À FAIRE
• 1. Répondez à ces questions sur le texte consacré à Mme Geoffrin :
(a) Chez quelle voisine Mme Geoffrin allait-elle ?
(b) À l'intérieur de quel personnage celui de M. Geoffrin va-t-il ressembler ?
(c) D'après ceux qui veulent « réhabiliter » M. Geoffrin, qui apporta la fortune ?
• 2. Écrivez la suite du texte sur Mme Geoffrin, à partir de sa dernière phrase.

SOURCE
Pendant de longues années Mme Geoffrin mena l’existence cossue et modeste des bourgeoises d’autrefois ; son mari lui savait gré du bonheur solide qu’il lui devait. Mais Mme Geoffrin n’aurait été ni la bourgeoise qu’elle était, ni une femme de son temps, si elle n’avait eu le désir de s’élever. Elle allait chez sa voisine Mme de Tencin, intrigante qui finissait en précieuse ; l’ambition lui vint de recueillir sa succession. C’est alors que l’intérieur de M. Geoffrin va devenir précisément celui du bonhomme Chrysale. Le pauvre homme essaya bien de s’opposer à l’invasion des beaux esprits. Il résista, mais avec plus de violence que de continuité. Finalement, ayant reconnu qu’il n’était pas le plus fort et que de son côté n’était pas la toute-puissance, il se résigna, sauva ce qu’il put en surveillant la dépense, assista aux dîners et se borna à ne pas desserrer les dents au milieu de conversations dont l’allure l’effarouchait et le bruit l’assourdissait. C’est jusqu’où alla l’effort de son mécontentement : il eut l’énergie de bouder. On tâche aujourd’hui de « réhabiliter » M. Geoffrin. On proteste contre la réputation de sottise que lui ont faite les hôtes de sa femme. On montre qu’il était non seulement très estimable, mais entendu en affaires hardi même dans les spéculations et que c’est lui qui apporta la fortune. Tout cela est exact, et il n’est pas douteux que les philosophes ne se soient vengés de sa sourde hostilité en forgeant contre lui ces plaisanteries énormes qui depuis n’ont cessé de traîner partout. Et pourtant on ne parviendra pas à ramener vers lui la sympathie que lui mériteraient ses vertus. C’est que nous n’admettons pas qu’un homme se réduise, dans sa propre maison à ce rôle de comparse, disposant les menus pour des convives qu’il subit faute de savoir les éloigner. Force nous est de laisser M. Geoffrin dans cette attitude humiliée à laquelle il s’est lui-même condamné. Nous voudrions le plaindre : nous n’arrivons qu’à le prendre en pitié.

DONNÉES EXTRAITES
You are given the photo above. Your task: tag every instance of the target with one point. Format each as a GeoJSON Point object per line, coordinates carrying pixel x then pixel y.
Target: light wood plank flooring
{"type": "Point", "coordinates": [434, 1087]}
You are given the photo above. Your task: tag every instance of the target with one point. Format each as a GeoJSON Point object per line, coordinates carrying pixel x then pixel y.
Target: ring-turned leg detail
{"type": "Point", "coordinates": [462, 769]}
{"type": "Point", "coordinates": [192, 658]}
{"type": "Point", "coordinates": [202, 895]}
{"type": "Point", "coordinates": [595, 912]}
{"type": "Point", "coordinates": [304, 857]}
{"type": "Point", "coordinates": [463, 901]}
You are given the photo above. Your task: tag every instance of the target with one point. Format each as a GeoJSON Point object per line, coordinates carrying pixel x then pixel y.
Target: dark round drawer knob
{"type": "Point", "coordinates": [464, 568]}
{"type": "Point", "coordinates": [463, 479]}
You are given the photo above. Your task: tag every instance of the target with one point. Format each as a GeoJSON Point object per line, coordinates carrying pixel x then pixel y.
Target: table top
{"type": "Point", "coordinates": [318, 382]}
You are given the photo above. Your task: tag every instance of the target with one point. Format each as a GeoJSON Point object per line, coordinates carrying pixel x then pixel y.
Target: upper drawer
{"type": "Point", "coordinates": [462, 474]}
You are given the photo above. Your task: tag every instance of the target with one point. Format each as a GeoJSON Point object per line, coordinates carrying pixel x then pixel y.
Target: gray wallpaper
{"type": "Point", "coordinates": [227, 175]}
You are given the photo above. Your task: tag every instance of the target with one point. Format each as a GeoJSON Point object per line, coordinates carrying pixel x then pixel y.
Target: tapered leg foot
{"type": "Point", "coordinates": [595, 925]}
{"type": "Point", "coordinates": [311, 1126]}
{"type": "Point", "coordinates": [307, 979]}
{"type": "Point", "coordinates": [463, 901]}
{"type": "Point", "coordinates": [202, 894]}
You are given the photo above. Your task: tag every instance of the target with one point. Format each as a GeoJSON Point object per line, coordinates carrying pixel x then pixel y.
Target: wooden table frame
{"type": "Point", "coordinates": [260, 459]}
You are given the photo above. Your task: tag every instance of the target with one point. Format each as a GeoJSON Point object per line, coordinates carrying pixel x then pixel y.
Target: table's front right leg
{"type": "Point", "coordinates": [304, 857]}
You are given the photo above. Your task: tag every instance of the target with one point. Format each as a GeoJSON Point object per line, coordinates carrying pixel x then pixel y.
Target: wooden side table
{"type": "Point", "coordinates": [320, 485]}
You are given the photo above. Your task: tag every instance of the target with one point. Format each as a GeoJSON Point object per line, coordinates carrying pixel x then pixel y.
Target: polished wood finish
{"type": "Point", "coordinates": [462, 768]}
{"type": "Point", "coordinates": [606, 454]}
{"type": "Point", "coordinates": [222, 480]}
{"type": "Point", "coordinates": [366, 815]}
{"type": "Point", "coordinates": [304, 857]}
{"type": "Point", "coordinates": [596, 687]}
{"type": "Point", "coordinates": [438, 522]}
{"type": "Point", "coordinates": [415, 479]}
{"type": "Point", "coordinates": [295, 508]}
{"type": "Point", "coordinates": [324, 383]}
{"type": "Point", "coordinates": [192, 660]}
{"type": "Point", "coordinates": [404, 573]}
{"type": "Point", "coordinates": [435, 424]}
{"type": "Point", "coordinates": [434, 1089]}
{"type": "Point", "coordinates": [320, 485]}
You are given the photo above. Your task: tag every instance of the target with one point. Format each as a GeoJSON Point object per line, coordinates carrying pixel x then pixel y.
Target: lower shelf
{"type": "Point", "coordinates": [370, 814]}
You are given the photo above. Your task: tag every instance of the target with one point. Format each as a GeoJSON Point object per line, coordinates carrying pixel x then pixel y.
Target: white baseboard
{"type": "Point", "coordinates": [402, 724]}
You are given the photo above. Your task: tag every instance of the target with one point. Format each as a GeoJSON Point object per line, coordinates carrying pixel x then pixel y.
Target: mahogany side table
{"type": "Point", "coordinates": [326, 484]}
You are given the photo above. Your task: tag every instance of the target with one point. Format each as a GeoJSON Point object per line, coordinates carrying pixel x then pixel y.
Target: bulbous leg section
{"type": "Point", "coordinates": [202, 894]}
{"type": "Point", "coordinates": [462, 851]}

RÉPONSES PAR TÂCHE
• 1.
(a) Chez Mme de Tencin.
(b) À celui du bonhomme Chrysale.
(c) M. Geoffrin lui-même.

• 2.
Bourgeoise, Mme Geoffrin l’est encore à la manière, non pas du tout de Mme Jourdain, comme on l’a dit, mais de M. Jourdain lui-même, le bourgeois gentilhomme. Il se peut qu’elle ait, lors de son veuvage, refusé la main et la « belle jambe » d’un épouseur titré ; elle y eut peu de mérite : elle avait passé la cinquantaine, et elle était déjà célèbre. Les contemporains s’accordent à noter chez elle cette gloriole des relations aristocratiques. « Rien ne la flattait plus que son commerce avec les grands[2]. » Grands seigneurs, étrangers de distinction, candidats au trône, roitelets, princes et principicules ont défilé dans son salon, ou pour le moins sont de ses amis. Seul le roi de Prusse n’a pas trouvé le chemin de son cœur : elle lui reproche d’avoir des vices et une vilaine figure. Cela même gênait un peu les habitués de son salon dont on sait « l’intérêt tendre » qu’ils prenaient « aux succès du roi de Prusse, consternés quand il avait fait quelque perte et radieux quand il avait battu les armées d’Autriche ». Ils en étaient quittes pour aller aux Tuileries s’asseoir au pied d’un arbre dans la grande allée et se livrer en plein air à l’enthousiasme que leur inspirait leur « cher Frédéric[3]. » À cette exception près, Mme Geoffrin professe pour les souverains étrangers justement le même culte que leur rendaient ses amis les philosophes. Nous avons un peu de peine aujourd’hui à comprendre ce plaisir dévot que goûtaient les Grimm, les Diderot, les Voltaire à contempler des personnes régnantes, à jouir de leur présence, à causer, à correspondre avec elles ; la cause en est peut-être à la différence des temps ou peut-être à notre manque de philosophie. Mme Geoffrin est en correspondance avec Catherine II et prend au pied de la lettre le titre de « bonne amie » que lui donne la souveraine ; elle s’en prévaut pour tracer à la tsarine un plan de conduite ; c’était exagérer le zèle.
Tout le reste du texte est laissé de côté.